> _Instructions to follow_: Some lines in the listing hold the word "instance". Return each of them.

^^^^^^^^

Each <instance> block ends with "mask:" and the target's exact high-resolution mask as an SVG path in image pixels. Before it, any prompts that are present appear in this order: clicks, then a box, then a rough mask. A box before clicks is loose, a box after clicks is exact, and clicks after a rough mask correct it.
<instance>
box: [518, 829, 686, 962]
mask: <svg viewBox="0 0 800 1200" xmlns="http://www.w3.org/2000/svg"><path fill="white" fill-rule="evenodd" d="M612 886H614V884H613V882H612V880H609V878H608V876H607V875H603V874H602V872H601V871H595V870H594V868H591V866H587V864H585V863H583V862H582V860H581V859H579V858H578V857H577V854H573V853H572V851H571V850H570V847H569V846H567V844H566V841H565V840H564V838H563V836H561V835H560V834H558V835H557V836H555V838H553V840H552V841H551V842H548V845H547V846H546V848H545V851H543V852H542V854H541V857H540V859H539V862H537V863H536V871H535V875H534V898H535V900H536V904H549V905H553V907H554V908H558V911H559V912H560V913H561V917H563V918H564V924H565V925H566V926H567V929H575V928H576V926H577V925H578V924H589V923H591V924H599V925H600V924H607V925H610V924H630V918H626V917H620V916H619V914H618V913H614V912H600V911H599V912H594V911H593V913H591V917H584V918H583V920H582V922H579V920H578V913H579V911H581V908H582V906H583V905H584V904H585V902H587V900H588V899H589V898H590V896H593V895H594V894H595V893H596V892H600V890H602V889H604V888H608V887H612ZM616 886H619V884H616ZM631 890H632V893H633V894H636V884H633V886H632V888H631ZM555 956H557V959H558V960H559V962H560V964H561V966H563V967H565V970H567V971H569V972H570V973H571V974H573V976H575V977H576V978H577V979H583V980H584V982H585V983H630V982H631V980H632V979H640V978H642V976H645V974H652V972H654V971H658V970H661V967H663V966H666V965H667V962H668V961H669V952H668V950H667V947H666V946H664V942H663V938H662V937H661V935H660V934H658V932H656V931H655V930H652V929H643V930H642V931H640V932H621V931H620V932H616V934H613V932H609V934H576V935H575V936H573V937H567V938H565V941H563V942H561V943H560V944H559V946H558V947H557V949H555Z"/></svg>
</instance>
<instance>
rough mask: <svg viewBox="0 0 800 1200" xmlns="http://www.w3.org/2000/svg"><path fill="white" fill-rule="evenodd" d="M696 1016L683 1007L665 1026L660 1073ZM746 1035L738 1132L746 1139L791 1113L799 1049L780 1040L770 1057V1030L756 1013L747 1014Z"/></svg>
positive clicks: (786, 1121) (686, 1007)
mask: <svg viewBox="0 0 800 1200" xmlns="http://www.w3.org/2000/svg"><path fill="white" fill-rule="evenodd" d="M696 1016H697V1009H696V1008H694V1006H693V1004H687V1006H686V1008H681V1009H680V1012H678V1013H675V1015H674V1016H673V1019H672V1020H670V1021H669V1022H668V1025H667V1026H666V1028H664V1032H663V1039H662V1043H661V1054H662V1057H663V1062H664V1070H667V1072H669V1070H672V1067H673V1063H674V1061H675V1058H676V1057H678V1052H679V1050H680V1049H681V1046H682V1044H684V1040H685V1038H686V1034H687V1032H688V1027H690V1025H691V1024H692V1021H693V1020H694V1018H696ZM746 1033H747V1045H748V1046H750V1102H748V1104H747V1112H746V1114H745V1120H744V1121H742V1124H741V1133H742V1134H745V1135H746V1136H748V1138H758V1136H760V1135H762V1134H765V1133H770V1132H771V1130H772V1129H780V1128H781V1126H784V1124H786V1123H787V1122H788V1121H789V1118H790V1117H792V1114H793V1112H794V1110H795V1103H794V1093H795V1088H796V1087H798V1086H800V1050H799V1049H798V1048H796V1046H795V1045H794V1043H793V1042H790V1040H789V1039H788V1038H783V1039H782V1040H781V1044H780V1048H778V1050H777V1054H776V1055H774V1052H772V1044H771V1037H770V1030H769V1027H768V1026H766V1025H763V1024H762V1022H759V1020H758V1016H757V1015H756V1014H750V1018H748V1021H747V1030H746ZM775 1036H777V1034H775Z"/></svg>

^^^^^^^^

> _Written response_:
Each <instance> block ends with "mask:" and the target's exact high-resolution mask as an SVG path in image pixels. Before it, any prompts that are present appear in this order: clicks, then a box, then a rough mask. A box before clicks is loose, a box after clicks is exact, and clicks after a rough mask correct it.
<instance>
</instance>
<instance>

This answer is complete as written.